** Start Source passage **

With his first-round playoff series against Houston now 3-1, Timberwolves veteran guard Jamal Crawford has been here before.

Only on the other side.

Crawford’s Los Angeles Clippers thumped this same Rockets franchise at home by 25 and 33 points while taking a 3-1 series lead in the second round of the 2015 playoffs and led by 19 points late in the third quarter of a closeout Game 6 they lost by 12.

If Crawford learned anything from living through such an epic collapse, it’s that stuff happens.

The Rockets outscored his Wolves 50-20 in Monday’s lopsided third quarter that bordered on the historic and now the Wolves return to Houston for Game 5 needing to win the next three games to advance.

Daunting …

“You don’t look at it that way,” Crawford said. “I’ve been on teams against Houston where I was up 3-1. You just take it one at a time and go from there.”

** End Source passage **
** Start Records for this exercise **

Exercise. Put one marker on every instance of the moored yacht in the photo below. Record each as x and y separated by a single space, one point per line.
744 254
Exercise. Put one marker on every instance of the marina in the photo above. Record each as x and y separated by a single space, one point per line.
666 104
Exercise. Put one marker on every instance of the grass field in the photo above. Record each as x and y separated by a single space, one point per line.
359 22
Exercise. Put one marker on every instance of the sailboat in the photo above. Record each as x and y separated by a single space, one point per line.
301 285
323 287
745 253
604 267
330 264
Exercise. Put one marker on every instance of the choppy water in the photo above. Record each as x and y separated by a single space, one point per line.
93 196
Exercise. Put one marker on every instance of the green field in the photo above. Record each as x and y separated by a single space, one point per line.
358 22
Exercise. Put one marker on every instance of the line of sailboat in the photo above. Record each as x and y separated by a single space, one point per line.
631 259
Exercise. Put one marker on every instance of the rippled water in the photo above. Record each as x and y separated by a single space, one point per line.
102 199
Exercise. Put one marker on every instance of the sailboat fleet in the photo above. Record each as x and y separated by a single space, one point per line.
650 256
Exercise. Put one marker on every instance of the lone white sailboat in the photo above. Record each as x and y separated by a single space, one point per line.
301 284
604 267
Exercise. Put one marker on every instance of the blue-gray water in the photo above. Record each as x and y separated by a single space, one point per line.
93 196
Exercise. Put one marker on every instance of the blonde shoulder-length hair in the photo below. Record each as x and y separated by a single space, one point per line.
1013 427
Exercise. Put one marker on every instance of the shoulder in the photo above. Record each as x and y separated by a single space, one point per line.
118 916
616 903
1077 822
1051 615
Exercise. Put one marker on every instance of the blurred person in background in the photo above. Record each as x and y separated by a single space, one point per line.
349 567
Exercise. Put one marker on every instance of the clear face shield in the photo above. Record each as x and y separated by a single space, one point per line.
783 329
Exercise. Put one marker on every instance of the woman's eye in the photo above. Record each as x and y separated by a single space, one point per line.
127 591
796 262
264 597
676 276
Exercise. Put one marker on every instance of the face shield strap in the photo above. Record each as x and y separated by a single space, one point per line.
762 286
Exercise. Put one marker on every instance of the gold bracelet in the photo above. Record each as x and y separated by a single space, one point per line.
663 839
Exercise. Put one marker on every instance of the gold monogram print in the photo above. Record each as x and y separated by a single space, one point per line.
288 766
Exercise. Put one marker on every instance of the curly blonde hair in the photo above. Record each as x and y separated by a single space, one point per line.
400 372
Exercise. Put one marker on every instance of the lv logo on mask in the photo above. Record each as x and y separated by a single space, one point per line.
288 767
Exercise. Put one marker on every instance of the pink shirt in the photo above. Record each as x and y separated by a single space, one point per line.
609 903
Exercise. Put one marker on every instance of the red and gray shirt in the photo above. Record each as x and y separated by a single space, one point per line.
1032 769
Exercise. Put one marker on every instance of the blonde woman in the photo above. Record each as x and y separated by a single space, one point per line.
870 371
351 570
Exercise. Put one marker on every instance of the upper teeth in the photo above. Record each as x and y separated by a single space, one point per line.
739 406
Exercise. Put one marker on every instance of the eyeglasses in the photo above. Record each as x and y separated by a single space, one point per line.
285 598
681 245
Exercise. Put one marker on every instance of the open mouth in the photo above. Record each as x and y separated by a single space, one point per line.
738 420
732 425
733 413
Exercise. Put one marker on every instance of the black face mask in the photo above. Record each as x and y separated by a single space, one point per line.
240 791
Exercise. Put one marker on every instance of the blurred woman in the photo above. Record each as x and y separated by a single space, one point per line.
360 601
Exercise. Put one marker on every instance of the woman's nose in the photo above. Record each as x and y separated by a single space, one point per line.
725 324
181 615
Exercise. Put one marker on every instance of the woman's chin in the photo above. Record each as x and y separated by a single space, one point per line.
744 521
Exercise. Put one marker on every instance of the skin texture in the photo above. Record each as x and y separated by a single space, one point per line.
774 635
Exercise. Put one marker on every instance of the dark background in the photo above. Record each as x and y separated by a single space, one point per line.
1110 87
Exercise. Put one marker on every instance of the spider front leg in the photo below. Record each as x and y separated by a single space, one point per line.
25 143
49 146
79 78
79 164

** End Records for this exercise **

--- What this exercise asks ---
1. Reproduce verbatim the stretch of the basketball article from "If Crawford learned" through "games to advance.".
2. Rescale the stretch of the records from the line containing "Exercise. Put one marker on every instance of the open" through the end of the records, giving back every line in that stretch with the requests unchanged. Multiply each coordinate in the answers by 1.15 and round it to a whole number, rounding halves up.
The article and the records are independent of each other and share no content.

--- Solutions by task ---
1.
If Crawford learned anything from living through such an epic collapse, it’s that stuff happens.

The Rockets outscored his Wolves 50-20 in Monday’s lopsided third quarter that bordered on the historic and now the Wolves return to Houston for Game 5 needing to win the next three games to advance.

2.
Exercise. Put one marker on every instance of the open mouth in the photo above. Record each as x and y separated by a single space, one point per line.
849 483
842 489
843 475
Exercise. Put one marker on every instance of the black face mask in the photo above. Record each as x and y separated by a single space, one point per line.
276 910
Exercise. Put one marker on every instance of the blurred woman in the photo above. Record each as x and y separated by a single space, one point per line.
414 691
Exercise. Put one marker on every instance of the woman's nose in the photo above. Record each as x and y separated by a single space, one point per line.
834 373
208 707
Exercise. Put one marker on every instance of the woman's chin in the photo above. Record each as x and y separated by a single space, one point per line.
856 599
Exercise. Put one marker on every instance of the skin texture in the photo above. Record each as x and y separated by a single space, one point per line.
890 730
Exercise. Put one marker on every instance of the dark background in the photo above. Record each as x and y separated by a single space, one point per line.
1277 100
Exercise. Put one marker on every instance of the spider front leg in the photo below. Record each as x and y separated by a single space, one point per line.
29 164
56 168
91 90
91 189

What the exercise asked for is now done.